+++ Task material +++
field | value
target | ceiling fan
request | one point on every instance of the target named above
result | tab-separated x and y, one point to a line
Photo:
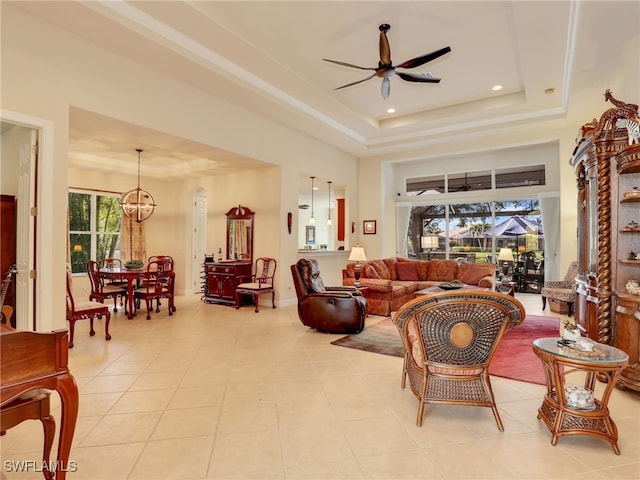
386	69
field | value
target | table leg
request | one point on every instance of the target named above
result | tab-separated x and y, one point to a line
68	391
130	300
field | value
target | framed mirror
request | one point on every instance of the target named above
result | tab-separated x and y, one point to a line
240	234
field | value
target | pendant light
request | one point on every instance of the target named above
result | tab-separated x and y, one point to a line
329	222
312	220
137	204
+++
## [Brief]
Rewrite all of the lines above, including their requests, and shift every answer point by subtracting 50 from each x and y coordinate. Leave the pictures out of your version.

## [Worked answer]
field | value
target | ceiling fan
request | one point on every instance of the target named above
result | tab-separated x and y, one point to a line
Photo:
336	19
field | value
target | table leg
request | one point on every instance of the target named above
result | tab-separated x and y, one point to a line
18	341
80	250
field | value
target | framed mirror
request | one point on every instance of the target named above
result | tab-separated x and y, one point to a line
190	184
field | value
target | pendant light
request | one point on every instance of the target named above
result | tab-separated x and y, one point to a line
279	172
262	170
87	154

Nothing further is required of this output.